(Source data Opens)

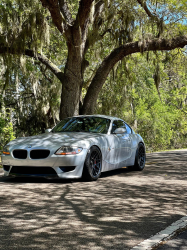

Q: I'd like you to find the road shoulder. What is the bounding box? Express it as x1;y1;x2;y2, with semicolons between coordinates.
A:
131;216;187;250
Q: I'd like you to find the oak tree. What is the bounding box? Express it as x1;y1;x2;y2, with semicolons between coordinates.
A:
0;0;187;120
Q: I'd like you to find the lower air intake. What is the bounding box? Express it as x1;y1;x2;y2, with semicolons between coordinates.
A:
10;166;57;175
3;165;10;172
59;166;76;172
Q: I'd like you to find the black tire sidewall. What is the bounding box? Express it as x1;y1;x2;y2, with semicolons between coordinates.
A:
134;143;146;171
83;146;102;181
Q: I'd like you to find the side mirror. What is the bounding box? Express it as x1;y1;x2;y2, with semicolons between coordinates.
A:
45;128;52;133
114;128;126;134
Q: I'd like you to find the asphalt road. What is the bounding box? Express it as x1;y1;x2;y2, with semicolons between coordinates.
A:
0;150;187;250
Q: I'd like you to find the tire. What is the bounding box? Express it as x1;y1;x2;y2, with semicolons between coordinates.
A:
82;146;102;181
132;143;146;171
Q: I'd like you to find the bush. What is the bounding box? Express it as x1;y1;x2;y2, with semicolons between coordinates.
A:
0;114;15;153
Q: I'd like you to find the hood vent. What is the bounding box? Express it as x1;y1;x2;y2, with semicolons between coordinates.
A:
30;150;50;159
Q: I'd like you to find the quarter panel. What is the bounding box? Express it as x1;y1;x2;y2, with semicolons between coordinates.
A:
125;134;144;166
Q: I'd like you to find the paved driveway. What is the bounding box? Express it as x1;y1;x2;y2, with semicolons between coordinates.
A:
0;150;187;249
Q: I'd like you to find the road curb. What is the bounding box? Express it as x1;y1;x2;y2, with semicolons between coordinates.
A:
131;216;187;250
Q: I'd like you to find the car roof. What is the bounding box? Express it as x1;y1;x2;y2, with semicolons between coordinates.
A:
72;114;120;121
60;115;135;134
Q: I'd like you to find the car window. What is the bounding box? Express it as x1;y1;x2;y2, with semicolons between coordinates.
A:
111;120;132;134
52;117;111;134
111;120;126;133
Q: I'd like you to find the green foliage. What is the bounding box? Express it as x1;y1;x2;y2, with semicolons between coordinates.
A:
133;87;175;151
97;50;187;151
0;110;15;152
0;0;67;136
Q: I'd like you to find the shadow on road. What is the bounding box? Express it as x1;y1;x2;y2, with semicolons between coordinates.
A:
0;150;186;249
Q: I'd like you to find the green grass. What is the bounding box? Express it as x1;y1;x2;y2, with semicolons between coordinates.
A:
146;148;187;153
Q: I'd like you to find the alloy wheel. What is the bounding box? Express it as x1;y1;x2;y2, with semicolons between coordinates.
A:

(Source data Closes)

Work to complete ▸ Leave the pictures out and reproduce every record above exactly.

Response for this exercise ▸
Q: I'd like you to find the road shoulder. What is the bounding box? Express it as x1;y1;x2;y2, with semicolons between coordinates.
A:
131;216;187;250
Q: I'd like you to find the oak tree. What is the bounding box? Express it as x1;y1;x2;y2, with semicolons between coordinates.
A:
0;0;187;120
Q: I'd like you to find the lower air intake. What is the bounding box? Express it as x1;y1;x2;y2, with semicolons between coordinates.
A:
10;166;57;175
3;165;10;172
59;166;76;172
Q: I'd like you to find the black tire sidewall. What is the bounding box? Express it as x1;y1;x2;y2, with semicolons between coordinates.
A:
134;143;146;171
83;146;102;181
Q: I'd like you to find the side mirror. What is the bounding box? Express it as x1;y1;x2;y2, with semicolons between coordinates.
A:
45;128;52;133
114;128;126;134
Q: I'd like you to find the asphalt road. What is the bounding box? Express it as x1;y1;x2;y2, with semicolons between coordinates.
A:
0;150;187;250
Q: I'd like you to find the tire. What is the bounding box? Express it as x1;y1;x2;y2, with semicolons between coordinates.
A:
82;146;102;181
132;143;146;171
Q: I'd like you to find the bush. What is the bounding box? Express it as x1;y1;x2;y2, with semicolons between coordinates.
A:
0;114;15;153
Q: I'd like you to find the hood vent. What is the bounding box? Express it as x1;y1;x2;y2, with semicolons between coordinates.
A:
30;150;50;159
Q: I'd like you to find the quarter panel. What is the bounding box? Express it as x1;y1;x2;y2, with semicolons between coordinates.
A:
125;134;144;166
Q: I'd like you to find the paved driveway. What is the bounding box? Express it as x1;y1;x2;y2, with semicolons between coordinates.
A:
0;150;187;249
Q: I'd like you to find the road curb. What is the bounding box? Express it as x1;y1;x2;y2, with semicolons between coordinates.
A:
131;216;187;250
Q: I'd like you to find the car roof. What is the bounding box? Express it as x1;y1;x2;y2, with semicolons between coordinates.
A:
72;114;120;121
60;115;135;134
Q: I'd like you to find the car window. What is the bounding box? Express it as x1;y1;x2;y2, with semicolons between coordinates.
A:
111;120;132;134
52;117;111;134
111;120;126;133
Q: I'd like you to find the green foliage. What is the bounding box? Express it as x1;y1;x2;y2, with semicolons between coordinates.
A:
133;87;175;151
97;50;187;151
0;110;15;152
0;0;67;136
Q: I'd like you to find the shadow on road. What is the bounding box? Express it as x1;y1;x2;y2, with semicolons between coordinates.
A:
0;150;186;249
Q: I'd like you to find the green grass. What is the bounding box? Express it as x1;y1;x2;y2, with semicolons between coordinates.
A:
146;148;187;153
Q: I'd like you to find the alloy wheel. What is the bounding box? Express it as x1;y1;x2;y2, with semicolons between coordinates.
A:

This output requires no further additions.